### [What is needed]
Could you reproduce all the entries under this sentence exactly, leaving the images aside?

Dataset items:
BEGIN
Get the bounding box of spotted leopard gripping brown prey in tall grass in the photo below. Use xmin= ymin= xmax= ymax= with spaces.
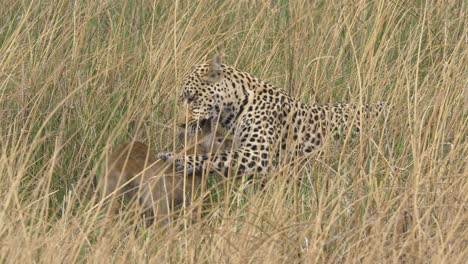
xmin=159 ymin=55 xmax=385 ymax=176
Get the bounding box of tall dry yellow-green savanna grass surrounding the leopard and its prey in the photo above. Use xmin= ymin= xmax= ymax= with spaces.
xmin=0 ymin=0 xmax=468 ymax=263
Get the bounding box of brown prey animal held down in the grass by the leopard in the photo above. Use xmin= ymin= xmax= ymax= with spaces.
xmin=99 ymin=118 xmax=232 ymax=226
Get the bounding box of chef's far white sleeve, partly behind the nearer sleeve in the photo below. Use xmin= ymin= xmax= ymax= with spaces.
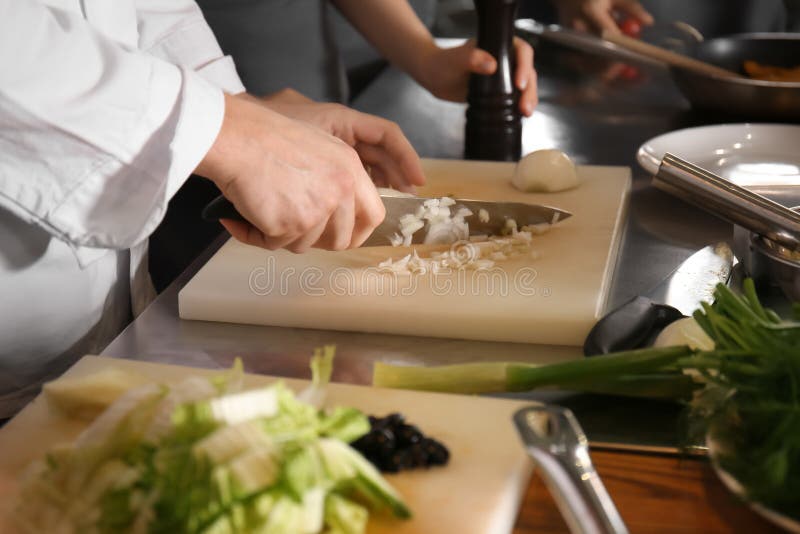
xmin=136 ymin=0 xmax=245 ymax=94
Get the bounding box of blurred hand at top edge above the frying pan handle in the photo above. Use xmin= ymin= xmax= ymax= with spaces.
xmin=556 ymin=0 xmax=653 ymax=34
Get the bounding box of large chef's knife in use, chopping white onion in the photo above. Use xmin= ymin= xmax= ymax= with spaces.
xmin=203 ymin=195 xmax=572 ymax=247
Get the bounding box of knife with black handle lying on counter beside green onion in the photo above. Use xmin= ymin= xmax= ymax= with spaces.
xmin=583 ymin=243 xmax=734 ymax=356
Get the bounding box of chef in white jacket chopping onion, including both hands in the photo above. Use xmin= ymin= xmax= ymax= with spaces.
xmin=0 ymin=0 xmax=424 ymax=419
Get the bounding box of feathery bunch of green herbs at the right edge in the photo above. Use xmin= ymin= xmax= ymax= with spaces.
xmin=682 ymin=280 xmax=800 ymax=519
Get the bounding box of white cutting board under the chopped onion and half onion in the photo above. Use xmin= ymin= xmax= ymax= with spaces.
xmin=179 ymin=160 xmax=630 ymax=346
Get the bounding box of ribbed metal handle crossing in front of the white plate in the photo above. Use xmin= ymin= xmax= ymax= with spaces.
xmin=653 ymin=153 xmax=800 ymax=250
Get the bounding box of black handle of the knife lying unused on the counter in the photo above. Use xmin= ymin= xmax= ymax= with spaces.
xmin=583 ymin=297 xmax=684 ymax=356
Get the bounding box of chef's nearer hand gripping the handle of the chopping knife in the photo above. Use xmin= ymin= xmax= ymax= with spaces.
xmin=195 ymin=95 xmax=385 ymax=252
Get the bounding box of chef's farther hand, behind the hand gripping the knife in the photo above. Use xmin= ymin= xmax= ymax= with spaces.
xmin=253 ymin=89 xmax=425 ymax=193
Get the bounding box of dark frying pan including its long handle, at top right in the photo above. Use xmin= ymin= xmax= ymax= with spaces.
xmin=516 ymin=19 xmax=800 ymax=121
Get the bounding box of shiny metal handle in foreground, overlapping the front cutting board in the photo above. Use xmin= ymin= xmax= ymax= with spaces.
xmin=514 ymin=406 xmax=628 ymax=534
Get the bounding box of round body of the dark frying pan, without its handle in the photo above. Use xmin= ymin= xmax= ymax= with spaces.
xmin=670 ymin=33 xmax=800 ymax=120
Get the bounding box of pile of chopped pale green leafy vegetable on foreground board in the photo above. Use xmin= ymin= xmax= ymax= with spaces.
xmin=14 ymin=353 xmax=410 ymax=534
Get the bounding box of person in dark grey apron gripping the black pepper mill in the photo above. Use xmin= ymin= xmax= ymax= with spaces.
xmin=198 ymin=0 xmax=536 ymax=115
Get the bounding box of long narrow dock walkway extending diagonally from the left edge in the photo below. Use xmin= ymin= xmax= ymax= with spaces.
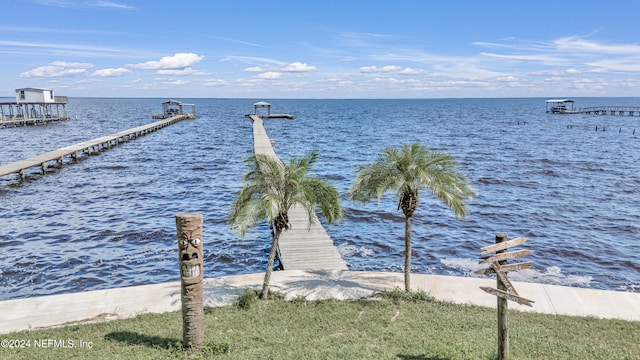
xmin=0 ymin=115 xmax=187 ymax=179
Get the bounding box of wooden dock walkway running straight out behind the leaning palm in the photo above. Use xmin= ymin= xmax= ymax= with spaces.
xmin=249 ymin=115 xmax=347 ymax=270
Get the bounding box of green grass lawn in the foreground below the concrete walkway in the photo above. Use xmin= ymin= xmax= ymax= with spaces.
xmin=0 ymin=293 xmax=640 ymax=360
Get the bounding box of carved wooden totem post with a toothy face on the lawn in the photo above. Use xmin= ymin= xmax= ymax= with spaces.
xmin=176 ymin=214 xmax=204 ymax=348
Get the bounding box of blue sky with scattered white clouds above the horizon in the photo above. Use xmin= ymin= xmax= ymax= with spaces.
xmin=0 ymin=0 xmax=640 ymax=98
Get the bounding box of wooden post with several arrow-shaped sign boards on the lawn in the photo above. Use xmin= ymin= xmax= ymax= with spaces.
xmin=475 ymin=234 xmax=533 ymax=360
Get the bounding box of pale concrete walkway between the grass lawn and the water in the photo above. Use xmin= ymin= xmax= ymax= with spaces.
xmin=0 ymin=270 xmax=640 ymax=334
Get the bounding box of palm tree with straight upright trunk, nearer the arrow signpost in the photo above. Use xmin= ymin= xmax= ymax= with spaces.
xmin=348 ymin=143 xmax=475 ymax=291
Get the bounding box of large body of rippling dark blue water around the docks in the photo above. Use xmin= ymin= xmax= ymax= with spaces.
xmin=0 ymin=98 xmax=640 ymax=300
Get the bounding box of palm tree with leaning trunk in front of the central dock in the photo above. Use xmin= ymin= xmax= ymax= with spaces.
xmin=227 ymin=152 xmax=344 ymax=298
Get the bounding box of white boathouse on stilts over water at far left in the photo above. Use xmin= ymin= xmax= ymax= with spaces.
END
### [Task response]
Get the bounding box of spotted leopard gripping brown prey in tall grass in the photo below. Use xmin= ymin= xmax= ymax= with spaces.
xmin=159 ymin=55 xmax=385 ymax=176
Get the bounding box of tall dry yellow-green savanna grass surrounding the leopard and its prey in the photo above. Use xmin= ymin= xmax= ymax= with spaces.
xmin=0 ymin=0 xmax=468 ymax=263
Get the bounding box of brown prey animal held down in the grass by the leopard in the photo above. Use xmin= ymin= xmax= ymax= with spaces.
xmin=99 ymin=118 xmax=232 ymax=226
Get the bounding box of chef's far white sleeve, partly behind the nearer sleeve in the photo below. Use xmin= ymin= xmax= ymax= with spaces.
xmin=136 ymin=0 xmax=245 ymax=94
Get the bounding box of blurred hand at top edge above the frying pan handle in the photo above. Use xmin= ymin= xmax= ymax= with spaces.
xmin=556 ymin=0 xmax=653 ymax=34
Get the bounding box of large chef's knife in use, chopping white onion in the photo above. Use xmin= ymin= xmax= ymax= with spaces.
xmin=203 ymin=195 xmax=572 ymax=247
Get the bounding box of knife with black handle lying on counter beside green onion in the photo above. Use xmin= ymin= xmax= ymax= with spaces.
xmin=583 ymin=243 xmax=734 ymax=356
Get the bounding box of chef in white jacket chopping onion, including both hands in the photo above. Use xmin= ymin= xmax= ymax= with spaces.
xmin=0 ymin=0 xmax=424 ymax=419
Get the bounding box of feathery bunch of green herbs at the right edge in the photo above. Use xmin= ymin= xmax= ymax= with spaces.
xmin=682 ymin=280 xmax=800 ymax=519
Get the bounding box of white cutting board under the chopped onion and half onion in the photo above. Use xmin= ymin= xmax= ymax= with spaces.
xmin=179 ymin=160 xmax=630 ymax=346
Get the bounding box of ribbed metal handle crossing in front of the white plate in the photo above. Use xmin= ymin= xmax= ymax= with spaces.
xmin=653 ymin=153 xmax=800 ymax=250
Get the bounding box of black handle of the knife lying unused on the counter in the photo above. Use xmin= ymin= xmax= ymax= with spaces.
xmin=583 ymin=297 xmax=684 ymax=356
Get the bounding box of chef's nearer hand gripping the handle of the chopping knife in the photo above. Use xmin= ymin= xmax= ymax= with spaces.
xmin=195 ymin=95 xmax=385 ymax=252
Get the bounding box of chef's farther hand, behind the hand gripping the knife in the photo above. Use xmin= ymin= xmax= ymax= with spaces.
xmin=253 ymin=89 xmax=425 ymax=193
Get the bounding box of dark frying pan including its long handle, at top right in the photo above. Use xmin= ymin= xmax= ymax= with spaces.
xmin=516 ymin=19 xmax=800 ymax=121
Get the bounding box of shiny metal handle in foreground, overlapping the front cutting board in the photo above. Use xmin= ymin= xmax= ymax= with spaces.
xmin=514 ymin=406 xmax=628 ymax=534
Get the bounding box of round body of the dark frying pan, without its handle in the photo above. Use xmin= ymin= xmax= ymax= with spaces.
xmin=670 ymin=33 xmax=800 ymax=120
Get the bounding box of pile of chopped pale green leafy vegetable on foreground board in the photo above. Use xmin= ymin= xmax= ymax= with spaces.
xmin=14 ymin=353 xmax=410 ymax=534
Get the bounding box of person in dark grey apron gripping the black pepper mill in the photo above. Use xmin= ymin= xmax= ymax= with spaces.
xmin=198 ymin=0 xmax=536 ymax=115
Get the bounding box of long narrow dock walkway extending diagonally from the left edge in the photo below. Use xmin= ymin= xmax= ymax= with spaces.
xmin=0 ymin=115 xmax=187 ymax=179
Get the bounding box of wooden dock walkway running straight out behind the leaning palm in the photo above. Use xmin= ymin= xmax= ymax= with spaces.
xmin=249 ymin=115 xmax=347 ymax=270
Get the bounding box of green grass lawn in the foreground below the concrete walkway in the photo above. Use xmin= ymin= xmax= ymax= with spaces.
xmin=0 ymin=293 xmax=640 ymax=360
Get the bounding box of carved wooden totem post with a toothy face on the lawn in the photo above. Use xmin= ymin= xmax= ymax= with spaces.
xmin=176 ymin=214 xmax=204 ymax=348
Get the bounding box of blue sky with scattered white clouds above the horizon in the photo above. Use xmin= ymin= xmax= ymax= with spaces.
xmin=0 ymin=0 xmax=640 ymax=98
Get the bounding box of wooden post with several arrow-shaped sign boards on the lawn in the photo above. Use xmin= ymin= xmax= ymax= with spaces.
xmin=475 ymin=234 xmax=533 ymax=360
Get the bounding box of pale concrete walkway between the grass lawn and the water in the photo above. Use xmin= ymin= xmax= ymax= with spaces.
xmin=0 ymin=270 xmax=640 ymax=334
Get the bounding box of palm tree with straight upright trunk, nearer the arrow signpost in the photo above. Use xmin= ymin= xmax= ymax= with spaces.
xmin=348 ymin=143 xmax=475 ymax=291
Get the bounding box of large body of rippling dark blue water around the docks in the photo above. Use xmin= ymin= xmax= ymax= with spaces.
xmin=0 ymin=98 xmax=640 ymax=300
Get the bounding box of palm tree with leaning trunk in front of the central dock in the photo above. Use xmin= ymin= xmax= ymax= with spaces.
xmin=227 ymin=152 xmax=344 ymax=298
Get the bounding box of white boathouse on stilts over water at far left in the photo above. Use xmin= ymin= xmax= ymax= with spaces.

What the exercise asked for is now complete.